• **Instructions to follow**
According to the article on fair climate finance, what is the Sharm el-Sheikh Guide meant to achieve, and in what African context? Answer in one to three sentences.

• **Extract to read**
=== Begin Enclosure ===

As part of the work of the 27th United Nations Climate Conference (COP27), Egypt and about 100 partners, including the African Development Bank (AfDB), have published a document on fair climate finance. The Sharm el-Sheikh Guide to Fair Climate Finance, launched on 11 November 2022, aims to help turn promises into action and strengthen the African continent's drive for sustainable development.
The 27th UN Climate Change Conference (COP27) is positioning itself more as the COP of climate justice. A guide on equitable climate finance was launched by the Egyptian Ministry of International Cooperation to an audience of development institutions at a high-level panel discussion at COP27, which runs until 18 November 2022 in Sharm el-Sheikh, Egypt.
The Sharm El-Sheikh Guidebook on Fair Climate Finance aims to develop an international framework for climate finance and help African countries secure more green finance, in an African context marked by budget shortfalls related to the management of the Covid-19 pandemic and soaring energy and food prices.
The guide introduces the principle that climate finance should not be a substitute for development finance, but rather should be additional to it by ensuring that the countries and regions that need it most have the right to access it. It calls on international climate actors to take into account the historical disparities in the distribution of climate finance between countries. It defines the concept of equitable financing in the structuring of international climate finance with the creation of a dedicated mechanism for its implementation.

=== End Enclosure ===

Collection entries

=== Begin Enclosure ===

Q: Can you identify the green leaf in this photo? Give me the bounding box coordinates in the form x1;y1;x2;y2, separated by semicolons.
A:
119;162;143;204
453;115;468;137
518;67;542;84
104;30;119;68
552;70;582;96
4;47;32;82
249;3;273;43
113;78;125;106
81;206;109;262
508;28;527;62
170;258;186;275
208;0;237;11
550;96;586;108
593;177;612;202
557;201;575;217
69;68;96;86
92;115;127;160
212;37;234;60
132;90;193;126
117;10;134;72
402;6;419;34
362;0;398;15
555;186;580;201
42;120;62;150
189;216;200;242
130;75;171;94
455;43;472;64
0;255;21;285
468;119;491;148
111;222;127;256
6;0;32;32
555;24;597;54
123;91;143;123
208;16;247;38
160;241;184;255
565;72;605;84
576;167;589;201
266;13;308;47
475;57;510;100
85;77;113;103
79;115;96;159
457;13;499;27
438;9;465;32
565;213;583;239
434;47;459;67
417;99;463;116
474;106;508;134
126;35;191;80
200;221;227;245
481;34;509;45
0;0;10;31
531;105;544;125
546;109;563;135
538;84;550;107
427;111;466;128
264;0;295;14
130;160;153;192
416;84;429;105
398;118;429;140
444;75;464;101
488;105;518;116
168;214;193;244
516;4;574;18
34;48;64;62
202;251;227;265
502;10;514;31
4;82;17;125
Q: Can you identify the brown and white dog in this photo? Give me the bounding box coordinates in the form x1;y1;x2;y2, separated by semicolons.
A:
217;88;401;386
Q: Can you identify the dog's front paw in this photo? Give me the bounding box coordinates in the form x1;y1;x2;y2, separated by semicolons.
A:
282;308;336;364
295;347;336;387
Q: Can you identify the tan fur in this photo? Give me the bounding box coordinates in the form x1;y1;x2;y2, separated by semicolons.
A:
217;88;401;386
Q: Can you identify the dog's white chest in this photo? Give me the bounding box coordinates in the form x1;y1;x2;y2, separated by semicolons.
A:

=== End Enclosure ===

• **Response to the exercise**
The guide aims to help turn climate promises into action, strengthen Africa's drive for sustainable development, build an international framework for climate finance and help African countries secure more green finance. This comes as African countries face budget shortfalls from managing the Covid-19 pandemic, along with soaring energy and food prices.